* **What to produce**: Extract each line of the data below that contains the string "shirt". The match is case-sensitive.

* **Stored data**:
============

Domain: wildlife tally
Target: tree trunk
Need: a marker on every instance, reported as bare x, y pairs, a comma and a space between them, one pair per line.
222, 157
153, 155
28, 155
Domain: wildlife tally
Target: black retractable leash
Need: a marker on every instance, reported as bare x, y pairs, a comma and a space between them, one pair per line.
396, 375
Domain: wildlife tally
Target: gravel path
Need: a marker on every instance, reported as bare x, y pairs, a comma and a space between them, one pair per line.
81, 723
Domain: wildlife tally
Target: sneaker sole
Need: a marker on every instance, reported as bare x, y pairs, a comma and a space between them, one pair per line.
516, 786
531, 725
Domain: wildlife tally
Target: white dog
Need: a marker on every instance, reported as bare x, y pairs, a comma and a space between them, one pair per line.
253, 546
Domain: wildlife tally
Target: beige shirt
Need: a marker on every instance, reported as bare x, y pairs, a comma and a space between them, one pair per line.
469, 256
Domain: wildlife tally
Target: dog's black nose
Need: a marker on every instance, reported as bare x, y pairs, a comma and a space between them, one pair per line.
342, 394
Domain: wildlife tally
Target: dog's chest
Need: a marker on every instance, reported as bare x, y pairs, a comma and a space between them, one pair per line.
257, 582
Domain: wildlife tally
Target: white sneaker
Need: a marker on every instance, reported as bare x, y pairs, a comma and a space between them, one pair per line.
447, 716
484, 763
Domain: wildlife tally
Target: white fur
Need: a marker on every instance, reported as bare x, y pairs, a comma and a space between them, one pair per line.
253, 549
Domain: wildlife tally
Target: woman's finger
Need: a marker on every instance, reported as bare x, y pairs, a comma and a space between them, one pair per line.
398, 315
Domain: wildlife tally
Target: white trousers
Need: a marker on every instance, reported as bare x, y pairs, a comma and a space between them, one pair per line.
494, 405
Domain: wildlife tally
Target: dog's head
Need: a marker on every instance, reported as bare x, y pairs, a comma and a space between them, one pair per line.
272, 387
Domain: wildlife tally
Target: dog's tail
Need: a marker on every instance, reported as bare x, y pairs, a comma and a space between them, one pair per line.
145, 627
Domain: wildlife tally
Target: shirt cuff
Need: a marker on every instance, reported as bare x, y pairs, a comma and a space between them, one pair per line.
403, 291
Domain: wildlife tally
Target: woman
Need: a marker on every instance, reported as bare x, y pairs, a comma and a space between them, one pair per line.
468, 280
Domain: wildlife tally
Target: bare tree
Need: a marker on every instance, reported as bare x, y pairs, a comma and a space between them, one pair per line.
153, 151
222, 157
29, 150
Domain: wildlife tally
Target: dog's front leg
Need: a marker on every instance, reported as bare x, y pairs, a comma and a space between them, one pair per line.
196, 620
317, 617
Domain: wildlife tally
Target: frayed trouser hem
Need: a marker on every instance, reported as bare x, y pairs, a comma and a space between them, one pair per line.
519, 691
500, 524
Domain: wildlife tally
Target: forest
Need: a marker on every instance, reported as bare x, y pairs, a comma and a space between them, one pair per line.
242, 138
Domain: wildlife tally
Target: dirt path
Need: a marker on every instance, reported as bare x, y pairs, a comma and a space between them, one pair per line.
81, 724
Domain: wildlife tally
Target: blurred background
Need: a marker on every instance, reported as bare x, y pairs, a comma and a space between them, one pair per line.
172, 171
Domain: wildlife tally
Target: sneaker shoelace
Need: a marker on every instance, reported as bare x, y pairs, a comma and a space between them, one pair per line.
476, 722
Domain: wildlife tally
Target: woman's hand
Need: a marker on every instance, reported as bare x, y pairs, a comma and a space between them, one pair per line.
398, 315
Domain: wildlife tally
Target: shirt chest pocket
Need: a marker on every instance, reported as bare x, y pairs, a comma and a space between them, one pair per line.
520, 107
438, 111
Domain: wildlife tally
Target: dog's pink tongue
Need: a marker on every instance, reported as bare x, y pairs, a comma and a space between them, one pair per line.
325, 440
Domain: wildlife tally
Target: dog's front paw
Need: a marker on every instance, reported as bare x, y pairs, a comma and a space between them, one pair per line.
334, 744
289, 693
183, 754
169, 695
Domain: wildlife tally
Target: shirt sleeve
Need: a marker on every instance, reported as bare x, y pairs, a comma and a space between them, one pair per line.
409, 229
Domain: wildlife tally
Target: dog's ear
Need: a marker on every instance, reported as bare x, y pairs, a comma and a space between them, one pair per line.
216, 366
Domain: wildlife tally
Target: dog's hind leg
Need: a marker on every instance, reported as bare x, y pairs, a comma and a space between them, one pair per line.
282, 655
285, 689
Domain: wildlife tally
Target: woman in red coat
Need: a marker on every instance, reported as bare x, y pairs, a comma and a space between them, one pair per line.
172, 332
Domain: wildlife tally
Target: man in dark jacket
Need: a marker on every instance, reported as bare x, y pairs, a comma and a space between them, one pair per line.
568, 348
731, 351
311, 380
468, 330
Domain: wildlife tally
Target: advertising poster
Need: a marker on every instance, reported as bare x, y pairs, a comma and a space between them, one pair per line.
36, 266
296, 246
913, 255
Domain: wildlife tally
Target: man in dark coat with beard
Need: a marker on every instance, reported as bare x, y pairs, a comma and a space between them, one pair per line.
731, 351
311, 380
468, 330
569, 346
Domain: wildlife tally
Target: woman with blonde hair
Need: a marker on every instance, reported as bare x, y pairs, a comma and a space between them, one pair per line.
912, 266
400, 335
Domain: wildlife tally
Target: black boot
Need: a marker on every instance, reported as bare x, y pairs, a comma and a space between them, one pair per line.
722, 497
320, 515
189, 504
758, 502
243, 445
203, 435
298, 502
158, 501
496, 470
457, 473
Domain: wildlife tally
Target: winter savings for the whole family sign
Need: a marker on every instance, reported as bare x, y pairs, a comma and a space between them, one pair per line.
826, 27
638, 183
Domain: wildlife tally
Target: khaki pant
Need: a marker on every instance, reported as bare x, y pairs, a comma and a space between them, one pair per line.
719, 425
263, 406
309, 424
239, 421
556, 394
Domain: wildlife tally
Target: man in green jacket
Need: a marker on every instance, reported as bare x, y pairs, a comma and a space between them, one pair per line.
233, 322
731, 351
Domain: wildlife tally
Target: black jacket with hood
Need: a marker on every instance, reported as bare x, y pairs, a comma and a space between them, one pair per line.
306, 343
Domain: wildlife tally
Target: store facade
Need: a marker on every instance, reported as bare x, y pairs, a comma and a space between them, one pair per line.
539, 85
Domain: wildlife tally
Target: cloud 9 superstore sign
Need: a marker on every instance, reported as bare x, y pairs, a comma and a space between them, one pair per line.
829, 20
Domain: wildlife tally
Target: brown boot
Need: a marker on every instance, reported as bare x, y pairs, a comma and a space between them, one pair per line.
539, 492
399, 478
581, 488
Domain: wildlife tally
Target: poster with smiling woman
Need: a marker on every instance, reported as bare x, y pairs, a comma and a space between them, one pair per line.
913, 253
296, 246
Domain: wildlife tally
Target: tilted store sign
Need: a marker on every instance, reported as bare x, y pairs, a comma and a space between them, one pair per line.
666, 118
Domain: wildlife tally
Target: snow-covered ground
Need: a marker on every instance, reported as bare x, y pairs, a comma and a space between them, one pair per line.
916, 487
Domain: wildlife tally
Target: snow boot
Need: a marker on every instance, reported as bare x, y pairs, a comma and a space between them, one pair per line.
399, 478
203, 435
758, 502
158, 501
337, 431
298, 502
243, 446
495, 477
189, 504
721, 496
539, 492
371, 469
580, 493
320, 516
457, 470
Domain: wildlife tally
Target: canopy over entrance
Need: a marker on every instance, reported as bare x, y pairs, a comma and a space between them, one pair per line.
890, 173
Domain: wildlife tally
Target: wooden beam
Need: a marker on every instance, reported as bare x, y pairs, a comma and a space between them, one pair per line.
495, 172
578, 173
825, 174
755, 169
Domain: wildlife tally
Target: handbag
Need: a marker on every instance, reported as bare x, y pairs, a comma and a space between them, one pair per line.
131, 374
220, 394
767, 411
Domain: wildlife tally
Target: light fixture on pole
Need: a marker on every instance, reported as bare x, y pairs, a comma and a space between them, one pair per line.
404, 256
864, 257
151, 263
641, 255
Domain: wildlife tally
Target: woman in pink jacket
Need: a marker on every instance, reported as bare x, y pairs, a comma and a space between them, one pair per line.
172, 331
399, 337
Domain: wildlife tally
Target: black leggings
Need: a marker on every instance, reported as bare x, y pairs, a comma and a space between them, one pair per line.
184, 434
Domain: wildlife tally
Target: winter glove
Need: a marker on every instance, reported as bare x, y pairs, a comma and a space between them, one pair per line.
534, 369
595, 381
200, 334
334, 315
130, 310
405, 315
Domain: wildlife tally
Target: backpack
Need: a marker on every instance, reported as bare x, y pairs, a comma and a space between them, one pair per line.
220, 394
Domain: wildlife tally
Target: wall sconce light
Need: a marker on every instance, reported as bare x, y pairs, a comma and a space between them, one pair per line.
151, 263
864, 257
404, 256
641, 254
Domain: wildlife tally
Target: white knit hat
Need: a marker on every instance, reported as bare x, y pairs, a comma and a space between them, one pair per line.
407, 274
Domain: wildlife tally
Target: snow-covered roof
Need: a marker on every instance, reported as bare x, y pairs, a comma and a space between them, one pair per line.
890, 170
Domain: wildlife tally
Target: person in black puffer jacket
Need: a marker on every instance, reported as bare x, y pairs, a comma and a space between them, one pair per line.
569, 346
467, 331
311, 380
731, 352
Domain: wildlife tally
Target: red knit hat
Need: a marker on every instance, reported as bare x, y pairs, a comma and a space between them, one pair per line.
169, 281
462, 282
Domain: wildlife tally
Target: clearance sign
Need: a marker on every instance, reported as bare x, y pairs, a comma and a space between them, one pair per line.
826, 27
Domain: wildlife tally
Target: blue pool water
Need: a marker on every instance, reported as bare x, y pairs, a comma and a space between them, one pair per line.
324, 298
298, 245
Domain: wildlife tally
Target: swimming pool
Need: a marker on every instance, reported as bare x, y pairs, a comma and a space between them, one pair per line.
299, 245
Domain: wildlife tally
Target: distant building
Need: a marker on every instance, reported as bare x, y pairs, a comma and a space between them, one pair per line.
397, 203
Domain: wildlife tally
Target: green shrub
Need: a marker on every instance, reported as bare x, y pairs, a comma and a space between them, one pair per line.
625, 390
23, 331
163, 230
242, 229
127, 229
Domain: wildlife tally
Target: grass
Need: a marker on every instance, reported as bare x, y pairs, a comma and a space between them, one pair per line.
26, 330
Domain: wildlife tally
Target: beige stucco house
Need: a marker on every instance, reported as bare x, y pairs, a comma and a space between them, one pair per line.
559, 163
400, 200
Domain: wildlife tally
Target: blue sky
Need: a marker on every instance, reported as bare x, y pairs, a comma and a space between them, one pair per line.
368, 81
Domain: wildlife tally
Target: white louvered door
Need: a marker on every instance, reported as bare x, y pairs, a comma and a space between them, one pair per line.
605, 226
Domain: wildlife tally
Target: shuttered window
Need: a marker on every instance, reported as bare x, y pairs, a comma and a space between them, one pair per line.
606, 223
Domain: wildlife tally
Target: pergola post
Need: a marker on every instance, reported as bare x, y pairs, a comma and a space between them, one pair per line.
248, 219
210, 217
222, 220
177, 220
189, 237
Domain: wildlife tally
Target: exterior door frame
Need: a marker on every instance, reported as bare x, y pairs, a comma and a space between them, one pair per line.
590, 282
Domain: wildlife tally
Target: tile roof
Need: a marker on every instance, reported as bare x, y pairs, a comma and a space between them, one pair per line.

============

* **Task solution**:
Target: beige shirt
Target: shirt cuff
Target: shirt chest pocket
Target: shirt sleeve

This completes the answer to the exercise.